List each line below that contains the string "hillside", copying every such line in full.

ENTRIES SUPPLIED >>
· · ·
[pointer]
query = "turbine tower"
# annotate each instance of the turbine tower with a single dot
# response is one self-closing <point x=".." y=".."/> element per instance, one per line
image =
· · ·
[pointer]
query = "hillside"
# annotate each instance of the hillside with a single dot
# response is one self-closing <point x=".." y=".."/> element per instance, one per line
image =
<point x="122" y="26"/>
· · ·
SOLUTION FOR THIS PROBLEM >>
query = "hillside"
# annotate each instance of the hillside with a single dot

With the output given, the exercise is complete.